(WORK TASK A): In the basketball scouting notes, list the three plays Dylan Schmidt dunked off of.
(WORK TASK B): Write the next part of the basketball scouting notes, picking up after the last sentence about Dylan Schmidt.

(DOCUMENT SECTION):
----

Alex Engro (6’0 SG, Loyola)
The run was full of older players who have college interest for the most part, but Engro had the best showing. He put on a scoring clinic from start to finish, making contested mid-range shots, finishing in the paint with runners or layups, and delivering a steady diet of threes. You can’t lose track of the Loyola guard for a second or he will rise up and knock down long-range shots. Some of the defenders gave good shot contests, but his unorthodox release is too high to be affected. Engro has a smooth offensive game that starts with his ability to handle the ball. He was getting extra attention on penetration and threw passes to shooters. Defensively, he was working to fight through screens and stay in front of the ball. His length is very deceptive and he blocked three or four shots from bigger players. Engro communicates well on the defensive end. He has a quiet leadership that is going to serve him well. Like most 2023s, he needs to get stronger, but the skill and intangibles are ideal.
Dylan Schmidt (6’3 SG, Johnsburg)
Schmidt is becoming a better dunker every time I see him. He had three dunks off a shot fake drive, straight-line drive, and a putback. He is gaining confidence and has continued to show growth in finding ways to get to the rim. His rip through is effective and his shot fake needs to be respected given his shooting ability. We didn’t have the NBA line out there this week, but Schmidt hit a shot off of a handoff that was at least a few steps behind it. He hit another three after making a pullback move at the top of the key. The next step for him will be getting more comfortable with his counter moves when defenders go all out for the initial move. He has a couple of showtime plays every week at this point, but he hasn’t even scratched the surface of how good he could be.

----

(Stored records)
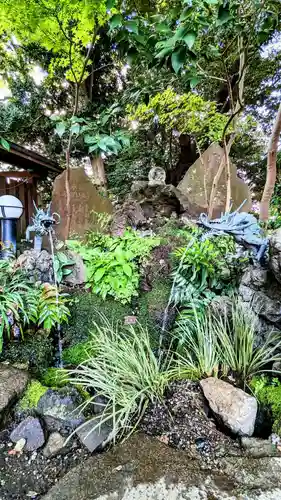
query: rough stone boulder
[15,250,54,283]
[43,434,281,500]
[36,387,85,433]
[141,380,237,459]
[111,199,146,236]
[131,182,183,219]
[239,266,281,338]
[177,144,251,217]
[10,417,45,451]
[200,377,258,436]
[0,363,29,424]
[52,167,113,240]
[269,228,281,283]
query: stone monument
[52,168,113,240]
[177,144,252,217]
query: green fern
[37,284,70,331]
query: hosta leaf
[70,123,81,135]
[172,47,186,73]
[84,134,98,144]
[174,25,188,40]
[94,267,105,281]
[56,122,66,137]
[63,269,73,277]
[189,76,200,89]
[184,31,196,49]
[123,264,132,278]
[106,0,115,10]
[217,5,230,26]
[155,23,171,33]
[125,21,139,35]
[109,14,123,30]
[0,137,10,151]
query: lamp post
[0,194,23,259]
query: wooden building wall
[0,172,38,238]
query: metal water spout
[26,202,60,252]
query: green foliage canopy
[128,88,227,143]
[0,0,108,82]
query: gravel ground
[141,381,240,461]
[0,428,90,500]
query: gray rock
[15,249,54,283]
[76,417,112,452]
[239,266,281,345]
[10,417,45,451]
[241,437,280,458]
[200,377,258,436]
[0,363,29,422]
[148,167,166,186]
[43,432,66,458]
[269,228,281,283]
[36,388,85,431]
[43,434,281,500]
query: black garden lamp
[0,194,23,259]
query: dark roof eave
[0,142,63,177]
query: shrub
[175,301,281,385]
[250,375,281,436]
[1,331,54,376]
[68,229,160,304]
[28,283,70,331]
[175,306,221,378]
[62,292,132,352]
[138,279,171,346]
[66,320,178,439]
[218,301,281,384]
[20,380,48,410]
[63,341,92,366]
[40,367,68,388]
[173,232,248,305]
[0,261,69,352]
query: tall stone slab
[52,168,113,240]
[177,144,252,217]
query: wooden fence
[0,171,39,238]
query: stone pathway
[43,435,281,500]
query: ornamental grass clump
[175,304,222,378]
[218,300,281,385]
[69,319,179,440]
[175,300,281,386]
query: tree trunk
[260,104,281,222]
[91,156,107,193]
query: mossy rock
[137,279,174,346]
[0,331,54,376]
[63,291,132,347]
[63,342,91,366]
[19,380,48,411]
[41,368,69,389]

----

(ANSWER SECTION A): a shot fake drive, a straight-line drive, a putback

(ANSWER SECTION B):
Xavier Sulaiman (6’2 SG, Marist)
The high-flyer needed a few games to get warmed up, but once he did, defenders had to either foul him or hope he missed a shot at the rim. With a 40-plus inch vertical, Sulaiman elevates effortlessly over defenders. He is a next-level slasher that can put his head down and get to the rim in one dribble from the wing. He knifed to the basket on a few occasions and made tough, acrobatic layups look routine. A solid shooter that can heat up, he added a three off the catch. But most of his damage came in transition where he is a problem with his speed and bounce. He nearly had a putback slam that he ended up just tipping in during one of the games. He projects as a combo guard at the college level but should be playing a lot of point guard for his high school team. Sulaiman is one of the most exciting guard prospects in the 2023 class and was impressive at Xposure Runs and the Pangos Camp a few months ago.